Data –

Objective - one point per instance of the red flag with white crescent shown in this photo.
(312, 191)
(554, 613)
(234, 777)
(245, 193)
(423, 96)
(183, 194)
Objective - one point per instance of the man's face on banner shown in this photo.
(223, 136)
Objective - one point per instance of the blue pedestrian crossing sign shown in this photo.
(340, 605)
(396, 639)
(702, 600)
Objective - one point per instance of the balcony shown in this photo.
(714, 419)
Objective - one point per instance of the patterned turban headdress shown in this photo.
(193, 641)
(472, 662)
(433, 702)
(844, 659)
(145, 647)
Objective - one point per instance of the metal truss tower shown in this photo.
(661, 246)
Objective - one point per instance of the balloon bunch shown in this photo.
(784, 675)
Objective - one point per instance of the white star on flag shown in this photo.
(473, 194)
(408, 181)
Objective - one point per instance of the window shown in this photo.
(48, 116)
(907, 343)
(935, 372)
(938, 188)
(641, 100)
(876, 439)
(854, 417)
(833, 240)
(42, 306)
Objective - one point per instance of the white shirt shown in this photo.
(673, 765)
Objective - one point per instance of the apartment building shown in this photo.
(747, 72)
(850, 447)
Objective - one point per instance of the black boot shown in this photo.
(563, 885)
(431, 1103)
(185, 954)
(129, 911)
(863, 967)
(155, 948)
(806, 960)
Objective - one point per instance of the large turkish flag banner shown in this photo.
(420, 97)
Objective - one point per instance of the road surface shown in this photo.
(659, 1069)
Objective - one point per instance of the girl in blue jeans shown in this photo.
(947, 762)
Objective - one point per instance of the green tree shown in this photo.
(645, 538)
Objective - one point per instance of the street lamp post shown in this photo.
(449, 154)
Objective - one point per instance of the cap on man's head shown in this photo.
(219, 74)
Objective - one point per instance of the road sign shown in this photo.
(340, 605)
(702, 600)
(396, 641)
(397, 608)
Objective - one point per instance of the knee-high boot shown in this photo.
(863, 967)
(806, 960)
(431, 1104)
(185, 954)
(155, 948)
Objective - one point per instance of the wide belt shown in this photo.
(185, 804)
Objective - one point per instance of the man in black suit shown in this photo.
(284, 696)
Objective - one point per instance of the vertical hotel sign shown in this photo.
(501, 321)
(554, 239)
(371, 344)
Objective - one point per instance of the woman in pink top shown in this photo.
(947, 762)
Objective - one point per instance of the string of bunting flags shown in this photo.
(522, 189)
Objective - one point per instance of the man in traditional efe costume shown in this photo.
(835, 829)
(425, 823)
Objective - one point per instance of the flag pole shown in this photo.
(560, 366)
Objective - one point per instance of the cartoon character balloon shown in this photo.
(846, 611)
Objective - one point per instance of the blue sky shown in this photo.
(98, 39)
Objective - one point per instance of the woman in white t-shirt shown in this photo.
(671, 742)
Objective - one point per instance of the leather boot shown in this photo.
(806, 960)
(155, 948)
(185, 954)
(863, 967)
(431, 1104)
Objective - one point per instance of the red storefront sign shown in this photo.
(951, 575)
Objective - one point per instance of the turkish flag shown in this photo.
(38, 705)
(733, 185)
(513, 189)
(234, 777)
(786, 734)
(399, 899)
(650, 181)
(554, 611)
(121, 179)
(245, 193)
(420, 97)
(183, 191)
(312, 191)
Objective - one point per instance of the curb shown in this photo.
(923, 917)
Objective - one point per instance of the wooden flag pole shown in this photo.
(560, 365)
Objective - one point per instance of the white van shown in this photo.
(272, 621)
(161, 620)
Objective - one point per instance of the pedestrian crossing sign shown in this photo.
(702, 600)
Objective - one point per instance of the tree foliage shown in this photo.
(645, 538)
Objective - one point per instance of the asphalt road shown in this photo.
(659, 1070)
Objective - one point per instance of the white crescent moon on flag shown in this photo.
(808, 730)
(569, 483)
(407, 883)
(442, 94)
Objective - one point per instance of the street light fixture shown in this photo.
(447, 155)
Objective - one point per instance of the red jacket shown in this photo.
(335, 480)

Task to carry out –
Each line of the listing is to be output verbatim.

Answer section –
Objective - one point per instance of the red flag with white crescent shown in this photo.
(312, 191)
(554, 613)
(234, 777)
(245, 193)
(423, 96)
(183, 194)
Objective - one point per instance of the man's face on banner shown in this photo.
(223, 136)
Objective - one point per instance of the blue pedestrian crossing sign shown in this photo.
(340, 605)
(396, 639)
(702, 600)
Objective - one point per instance of the balcony shown in this photo.
(714, 419)
Objective - one point per instance of the patterned turban headdress shown in this photo.
(193, 641)
(472, 662)
(433, 702)
(844, 659)
(145, 647)
Objective - one point per instance of the metal truss tower shown in this photo.
(661, 246)
Objective - one point per instance of the balloon bunch shown in this photo.
(784, 675)
Objective - one point per instance of the white star on flag shown in this photo.
(473, 194)
(408, 181)
Objective - one point per instance of the window shown in this photo.
(48, 116)
(907, 343)
(935, 372)
(938, 188)
(641, 100)
(876, 439)
(854, 417)
(833, 240)
(42, 306)
Objective - one point per instance of the white shirt shown in this photo.
(673, 765)
Objective - one point per instance of the apartment building shown in this photo.
(747, 72)
(850, 447)
Objective - one point per instance of the black boot shown in this photo.
(563, 885)
(431, 1103)
(185, 954)
(129, 911)
(863, 967)
(155, 948)
(806, 960)
Objective - one point per instance of the large turkish flag banner shown in this photo.
(420, 97)
Objective - one point per instance of the road surface shown in this photo.
(659, 1069)
Objective - one point per instance of the girl in blue jeans shown in this photo.
(947, 762)
Objective - one point per instance of the green tree shown in this photo.
(645, 538)
Objective - one point per instance of the street lamp post shown in this photo.
(449, 154)
Objective - one point per instance of the cap on man's head shown in this photo.
(219, 74)
Objective - one point per instance of the road sign shown in this photo.
(340, 605)
(702, 600)
(396, 641)
(397, 608)
Objective - one point per instance of the knee-high boot shown in this photo.
(863, 967)
(806, 960)
(431, 1104)
(185, 954)
(155, 948)
Objective - one point per instance of the wide belt shown in this photo.
(185, 804)
Objective - one point per instance of the man in black suit shown in this photo.
(284, 696)
Objective - one point per instance of the vertical hotel sign shown in this photo.
(501, 321)
(554, 239)
(371, 344)
Objective - one point per instance of the woman in pink top shown in this photo.
(947, 762)
Objective - one point per instance of the string of bunting flags shown in this photo.
(522, 189)
Objective - one point per instance of the man in traditional efe costume shown in this photo.
(835, 829)
(425, 823)
Objective - one point per instance of the flag pole shown in this photo.
(560, 366)
Objective - one point per instance of the cartoon character balloon shown in this photo.
(846, 611)
Objective - one point per instance of the blue sky shown in this photo.
(98, 39)
Objective - one point per instance of the woman in white t-shirt shown in this photo.
(671, 742)
Objective - one point per instance of the leather boot shown in this photo.
(806, 960)
(155, 948)
(185, 954)
(863, 967)
(431, 1104)
Objective - one point per instance of the red storefront sign shown in this photo.
(951, 575)
Objective - one point per instance of the turkish flag shown in this photo.
(38, 705)
(733, 185)
(513, 189)
(234, 777)
(786, 734)
(399, 899)
(650, 181)
(554, 611)
(121, 179)
(245, 193)
(420, 97)
(183, 191)
(312, 191)
Objective - one point per instance of the curb shown in this photo.
(923, 917)
Objective - one point per instance of the wooden flag pole shown in this photo.
(560, 365)
Objective - one point per instance of the white van shown in this photo.
(272, 621)
(161, 620)
Objective - one point per instance of the pedestrian crossing sign shown in this photo.
(702, 600)
Objective - one point per instance of the tree foliage shown in this photo.
(645, 538)
Objective - one point per instance of the asphalt road shown in this photo.
(659, 1070)
Objective - one point per instance of the white crescent moon on flag shown in this photo.
(808, 730)
(569, 483)
(407, 883)
(442, 94)
Objective - one point per instance of the street light fixture shown in this photo.
(447, 155)
Objective - one point per instance of the red jacket shown in this photo.
(335, 480)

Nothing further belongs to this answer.